__ASSIGNMENT__
Take each line of the records below that contains the string "gold" and copy it.

*** Opening of RECORDS TO USE ***

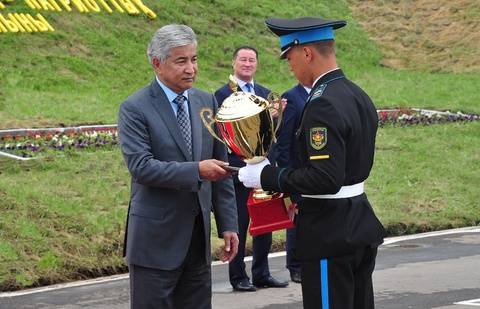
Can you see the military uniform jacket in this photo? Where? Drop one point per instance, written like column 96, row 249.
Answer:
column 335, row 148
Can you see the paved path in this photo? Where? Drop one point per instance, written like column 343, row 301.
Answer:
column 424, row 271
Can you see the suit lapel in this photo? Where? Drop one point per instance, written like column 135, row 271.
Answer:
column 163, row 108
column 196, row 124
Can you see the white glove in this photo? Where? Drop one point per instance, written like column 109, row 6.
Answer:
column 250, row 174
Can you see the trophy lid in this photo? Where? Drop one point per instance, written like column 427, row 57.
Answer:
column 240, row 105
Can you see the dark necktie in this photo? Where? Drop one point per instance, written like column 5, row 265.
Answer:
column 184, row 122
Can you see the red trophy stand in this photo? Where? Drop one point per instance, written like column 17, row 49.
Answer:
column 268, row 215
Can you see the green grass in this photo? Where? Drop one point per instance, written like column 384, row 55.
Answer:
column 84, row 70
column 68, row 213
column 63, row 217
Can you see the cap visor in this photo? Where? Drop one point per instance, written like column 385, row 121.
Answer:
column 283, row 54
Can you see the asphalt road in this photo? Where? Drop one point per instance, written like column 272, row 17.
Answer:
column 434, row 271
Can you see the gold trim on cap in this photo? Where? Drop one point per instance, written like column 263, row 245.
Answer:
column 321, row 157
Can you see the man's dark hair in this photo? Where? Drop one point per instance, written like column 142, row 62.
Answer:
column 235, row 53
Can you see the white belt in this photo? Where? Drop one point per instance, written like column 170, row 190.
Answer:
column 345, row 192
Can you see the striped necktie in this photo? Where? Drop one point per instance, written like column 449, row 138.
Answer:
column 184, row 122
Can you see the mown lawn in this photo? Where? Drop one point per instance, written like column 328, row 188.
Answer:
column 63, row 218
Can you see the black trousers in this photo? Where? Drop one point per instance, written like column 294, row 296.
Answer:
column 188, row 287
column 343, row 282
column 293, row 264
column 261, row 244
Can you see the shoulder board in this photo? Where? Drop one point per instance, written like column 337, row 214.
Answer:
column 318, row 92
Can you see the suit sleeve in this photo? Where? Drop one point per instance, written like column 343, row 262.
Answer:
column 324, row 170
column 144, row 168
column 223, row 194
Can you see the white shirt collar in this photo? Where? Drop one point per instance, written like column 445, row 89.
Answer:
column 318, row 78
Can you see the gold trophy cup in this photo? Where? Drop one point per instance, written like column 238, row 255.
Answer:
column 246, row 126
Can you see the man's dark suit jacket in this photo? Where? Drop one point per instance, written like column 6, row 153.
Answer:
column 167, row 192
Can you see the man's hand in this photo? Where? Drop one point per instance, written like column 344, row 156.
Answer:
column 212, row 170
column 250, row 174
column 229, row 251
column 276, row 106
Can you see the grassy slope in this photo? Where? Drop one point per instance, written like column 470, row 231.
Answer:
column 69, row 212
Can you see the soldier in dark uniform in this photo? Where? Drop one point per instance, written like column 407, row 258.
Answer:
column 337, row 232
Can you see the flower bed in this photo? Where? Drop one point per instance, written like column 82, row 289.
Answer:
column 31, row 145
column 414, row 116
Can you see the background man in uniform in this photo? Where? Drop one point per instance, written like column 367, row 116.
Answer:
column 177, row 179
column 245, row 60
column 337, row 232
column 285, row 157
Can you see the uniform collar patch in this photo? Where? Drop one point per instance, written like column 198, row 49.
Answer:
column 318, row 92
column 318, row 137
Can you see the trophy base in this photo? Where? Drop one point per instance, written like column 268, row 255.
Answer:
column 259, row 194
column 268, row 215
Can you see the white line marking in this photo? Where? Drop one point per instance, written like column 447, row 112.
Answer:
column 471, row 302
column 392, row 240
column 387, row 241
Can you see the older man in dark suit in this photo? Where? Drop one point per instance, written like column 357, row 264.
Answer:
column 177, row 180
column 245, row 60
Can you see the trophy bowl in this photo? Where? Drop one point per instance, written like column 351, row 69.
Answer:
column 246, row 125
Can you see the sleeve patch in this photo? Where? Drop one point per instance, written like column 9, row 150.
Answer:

*** Close of RECORDS TO USE ***

__TASK ANSWER__
Can you see the gold trim on cap in this photo? Where? Drop one point per instance, written like column 263, row 245.
Can you see the gold trophy cup in this photo? Where? Drop one point per instance, written like column 238, row 255.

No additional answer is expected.